LORY MARTINEZ: I had a lot of trouble with that, because the character of the mom is based on my mom, and the character of the dad is based on my dad. And obviously I changed some details, the bigger, arching details; but there's some things that I kept the same because, storywise, it makes it more interesting. Like, my dad really is a cabbie in New York, and that works storywise, because a lot of immigrants are cabbies. Sometimes there are people who are listening, and my family are like, "Why didn't you write about me?" Or, "Why didn't you put something else?" Or, "Why didn't you make me more interesting?" Or things like that, and it's like, this is not you; this is a version of you. So the aesthetic distance that I took as a creator, they needed to understand as well. But then, in the end, they were all super proud of it. It was the first time that someone really told their stories, in a sense of not just their own personal stories but also their stories as the generation that came over in the 1980s and 1990s, because in Colombia there was a really big diaspora from 1985 to 2005, there were two million people that left because of the war on drugs and because they were seeking opportunities and all of these things. So there's all of these adults, like the grown-ups of that generation, they came over, they didn't speak any English, and then they had kids who speak English perfectly. And so they never get to tell their stories. And so the fact that I said it in English - and not only in English, I said it in Spanish so they could understand it, and also the gringos could in English, and even the Frenchies, you know - and just seeing that the story itself was popular in other countries was like, "Whoa, people care about us, they care about our culture and what happens to us." It was really rewarding for them to see themselves in that. So I think that even though there are, you know, the tiny details like, "Oh, you could have made me more handsome..."

◆ Written instruction a
According to the interview excerpt, how many people left Colombia during the diaspora from 1985 to 2005?

◆ Data rows

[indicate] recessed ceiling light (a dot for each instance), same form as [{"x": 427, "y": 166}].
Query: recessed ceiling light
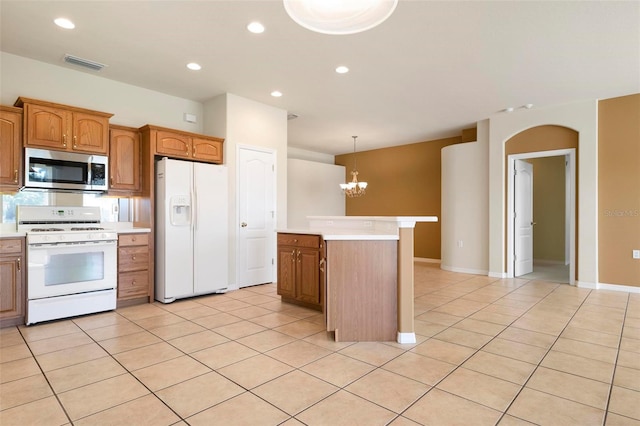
[
  {"x": 256, "y": 27},
  {"x": 64, "y": 23}
]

◆ Written instruction b
Update the records above by putting "pendant light" wherever "recessed ceiling light" appears, changing nothing else. Leave the pictures out of your answer.

◆ Finished answer a
Two million people.

◆ Finished answer b
[indicate] pendant light (a dot for each instance), same form as [{"x": 427, "y": 166}].
Query: pendant light
[
  {"x": 256, "y": 27},
  {"x": 64, "y": 23}
]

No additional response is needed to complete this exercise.